- RECORDS TO USE
※ ※ ※

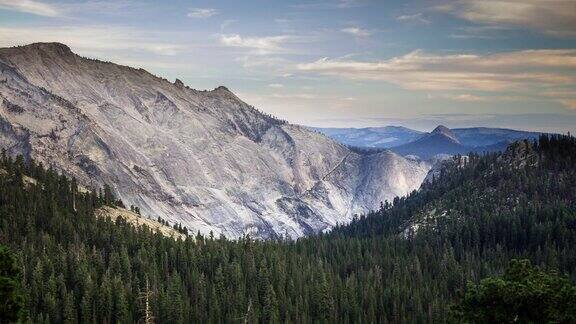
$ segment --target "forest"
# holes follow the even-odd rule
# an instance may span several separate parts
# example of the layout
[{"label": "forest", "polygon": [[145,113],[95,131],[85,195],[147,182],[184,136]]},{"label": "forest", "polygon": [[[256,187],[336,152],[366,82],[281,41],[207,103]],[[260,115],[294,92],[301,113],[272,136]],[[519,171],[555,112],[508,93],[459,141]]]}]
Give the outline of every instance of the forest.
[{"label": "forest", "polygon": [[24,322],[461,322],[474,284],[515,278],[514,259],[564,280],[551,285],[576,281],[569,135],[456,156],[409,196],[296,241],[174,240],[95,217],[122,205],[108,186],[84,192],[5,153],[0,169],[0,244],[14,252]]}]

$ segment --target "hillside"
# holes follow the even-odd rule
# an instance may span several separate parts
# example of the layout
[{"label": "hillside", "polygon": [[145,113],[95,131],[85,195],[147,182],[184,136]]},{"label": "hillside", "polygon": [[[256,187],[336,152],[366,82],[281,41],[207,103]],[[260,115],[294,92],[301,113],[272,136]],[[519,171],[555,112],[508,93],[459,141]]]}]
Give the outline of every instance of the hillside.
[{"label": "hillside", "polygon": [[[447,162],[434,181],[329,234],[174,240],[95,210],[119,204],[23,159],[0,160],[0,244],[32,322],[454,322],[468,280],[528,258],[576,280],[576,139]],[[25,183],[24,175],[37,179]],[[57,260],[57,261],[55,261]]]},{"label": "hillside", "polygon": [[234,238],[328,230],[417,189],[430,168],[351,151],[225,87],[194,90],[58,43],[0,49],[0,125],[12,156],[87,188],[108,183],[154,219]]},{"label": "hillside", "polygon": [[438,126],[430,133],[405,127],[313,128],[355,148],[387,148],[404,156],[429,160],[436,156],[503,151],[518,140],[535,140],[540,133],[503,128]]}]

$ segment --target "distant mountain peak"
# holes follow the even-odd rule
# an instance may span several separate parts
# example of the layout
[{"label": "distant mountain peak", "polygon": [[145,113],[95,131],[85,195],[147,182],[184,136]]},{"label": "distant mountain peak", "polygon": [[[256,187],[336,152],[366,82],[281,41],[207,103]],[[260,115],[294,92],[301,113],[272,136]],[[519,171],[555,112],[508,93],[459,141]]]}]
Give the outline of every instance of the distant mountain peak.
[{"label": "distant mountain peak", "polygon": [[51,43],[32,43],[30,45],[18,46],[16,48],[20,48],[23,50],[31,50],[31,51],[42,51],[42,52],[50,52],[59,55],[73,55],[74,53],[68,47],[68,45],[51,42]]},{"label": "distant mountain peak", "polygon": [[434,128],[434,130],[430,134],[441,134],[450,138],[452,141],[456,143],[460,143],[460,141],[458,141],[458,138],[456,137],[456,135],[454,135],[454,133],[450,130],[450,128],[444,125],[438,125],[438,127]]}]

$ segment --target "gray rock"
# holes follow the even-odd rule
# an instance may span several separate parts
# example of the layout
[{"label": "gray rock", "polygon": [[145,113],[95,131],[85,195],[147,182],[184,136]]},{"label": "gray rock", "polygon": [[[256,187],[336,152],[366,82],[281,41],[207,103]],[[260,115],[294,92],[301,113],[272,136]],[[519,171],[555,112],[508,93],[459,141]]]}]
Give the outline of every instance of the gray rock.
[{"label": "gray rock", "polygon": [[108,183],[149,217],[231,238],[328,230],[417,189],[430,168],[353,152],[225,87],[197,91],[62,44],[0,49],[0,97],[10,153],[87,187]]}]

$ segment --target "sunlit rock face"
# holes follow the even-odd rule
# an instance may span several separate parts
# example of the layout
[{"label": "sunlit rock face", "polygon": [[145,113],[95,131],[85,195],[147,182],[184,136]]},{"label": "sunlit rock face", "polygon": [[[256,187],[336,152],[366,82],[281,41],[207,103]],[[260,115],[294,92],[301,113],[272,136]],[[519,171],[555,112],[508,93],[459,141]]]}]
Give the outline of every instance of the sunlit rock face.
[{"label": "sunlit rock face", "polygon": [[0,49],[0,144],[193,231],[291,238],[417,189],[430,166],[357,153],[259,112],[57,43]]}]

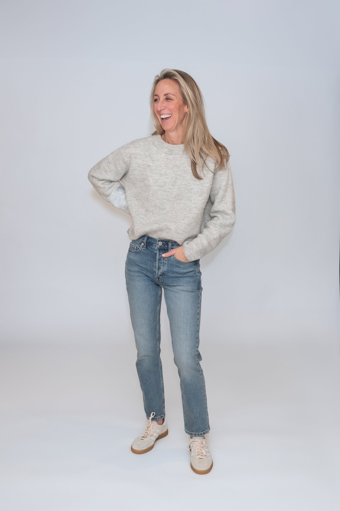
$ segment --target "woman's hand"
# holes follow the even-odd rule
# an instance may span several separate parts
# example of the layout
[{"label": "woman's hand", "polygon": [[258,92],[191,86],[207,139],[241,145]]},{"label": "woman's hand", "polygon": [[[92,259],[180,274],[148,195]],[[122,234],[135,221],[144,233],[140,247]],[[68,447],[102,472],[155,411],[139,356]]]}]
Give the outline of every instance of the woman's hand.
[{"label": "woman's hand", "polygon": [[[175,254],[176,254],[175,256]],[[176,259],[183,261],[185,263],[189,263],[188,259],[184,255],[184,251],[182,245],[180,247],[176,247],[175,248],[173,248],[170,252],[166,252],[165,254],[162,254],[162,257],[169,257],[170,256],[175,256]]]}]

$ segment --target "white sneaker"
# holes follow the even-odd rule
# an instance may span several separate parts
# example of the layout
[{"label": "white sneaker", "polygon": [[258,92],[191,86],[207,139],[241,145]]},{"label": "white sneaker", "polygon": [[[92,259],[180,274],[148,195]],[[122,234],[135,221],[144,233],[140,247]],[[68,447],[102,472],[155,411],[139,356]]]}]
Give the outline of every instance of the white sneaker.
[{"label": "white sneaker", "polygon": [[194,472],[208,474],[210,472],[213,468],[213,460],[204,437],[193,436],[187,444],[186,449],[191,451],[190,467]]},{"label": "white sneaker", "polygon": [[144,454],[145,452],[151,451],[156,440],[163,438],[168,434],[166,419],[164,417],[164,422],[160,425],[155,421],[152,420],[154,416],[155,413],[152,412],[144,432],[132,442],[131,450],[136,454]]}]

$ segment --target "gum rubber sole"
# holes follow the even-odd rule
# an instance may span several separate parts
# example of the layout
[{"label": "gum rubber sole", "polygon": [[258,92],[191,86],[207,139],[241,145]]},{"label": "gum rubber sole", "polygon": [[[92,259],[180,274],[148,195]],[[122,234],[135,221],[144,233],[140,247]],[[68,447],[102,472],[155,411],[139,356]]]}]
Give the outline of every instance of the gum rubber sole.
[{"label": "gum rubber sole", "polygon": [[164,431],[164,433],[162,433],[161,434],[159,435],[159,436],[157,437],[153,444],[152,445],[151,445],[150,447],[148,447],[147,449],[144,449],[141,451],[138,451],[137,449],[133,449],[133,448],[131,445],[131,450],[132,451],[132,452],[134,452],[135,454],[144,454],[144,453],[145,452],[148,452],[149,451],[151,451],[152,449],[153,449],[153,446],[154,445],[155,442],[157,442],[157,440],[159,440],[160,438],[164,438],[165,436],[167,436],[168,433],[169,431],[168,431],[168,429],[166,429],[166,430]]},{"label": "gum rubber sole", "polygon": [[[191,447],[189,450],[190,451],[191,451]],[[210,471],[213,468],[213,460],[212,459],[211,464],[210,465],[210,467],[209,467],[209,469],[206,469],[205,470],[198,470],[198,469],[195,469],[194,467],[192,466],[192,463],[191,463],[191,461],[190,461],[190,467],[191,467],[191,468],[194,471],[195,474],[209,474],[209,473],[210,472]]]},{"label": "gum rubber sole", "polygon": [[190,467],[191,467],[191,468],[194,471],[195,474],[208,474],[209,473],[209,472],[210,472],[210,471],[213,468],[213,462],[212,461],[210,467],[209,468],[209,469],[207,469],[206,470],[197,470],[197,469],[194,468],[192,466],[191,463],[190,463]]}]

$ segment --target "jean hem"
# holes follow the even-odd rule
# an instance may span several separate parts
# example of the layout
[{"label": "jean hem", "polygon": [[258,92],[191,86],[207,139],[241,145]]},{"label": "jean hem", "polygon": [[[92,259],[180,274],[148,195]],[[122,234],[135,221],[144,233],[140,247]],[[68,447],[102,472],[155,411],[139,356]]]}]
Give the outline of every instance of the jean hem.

※ ※ ※

- WHAT IS EXPECTED
Repeat the lines from the first one through the line containing "Give the outline of every instance of the forest.", substituting "nonzero winding" for "even-odd" and changing nothing else. Leave out the pictures.

- ANSWER TO THE EXERCISE
$ segment --target "forest"
# holes follow the nonzero winding rule
# an instance may span several separate parts
# example of the layout
[{"label": "forest", "polygon": [[145,113],[95,131],[85,195],[147,182],[184,136]]},{"label": "forest", "polygon": [[[256,187],[336,152],[366,82],[281,41],[207,103]],[[260,115],[294,92],[301,113],[272,136]],[[519,171],[555,112],[508,93],[459,141]]]}]
Give the outline of every instance of the forest.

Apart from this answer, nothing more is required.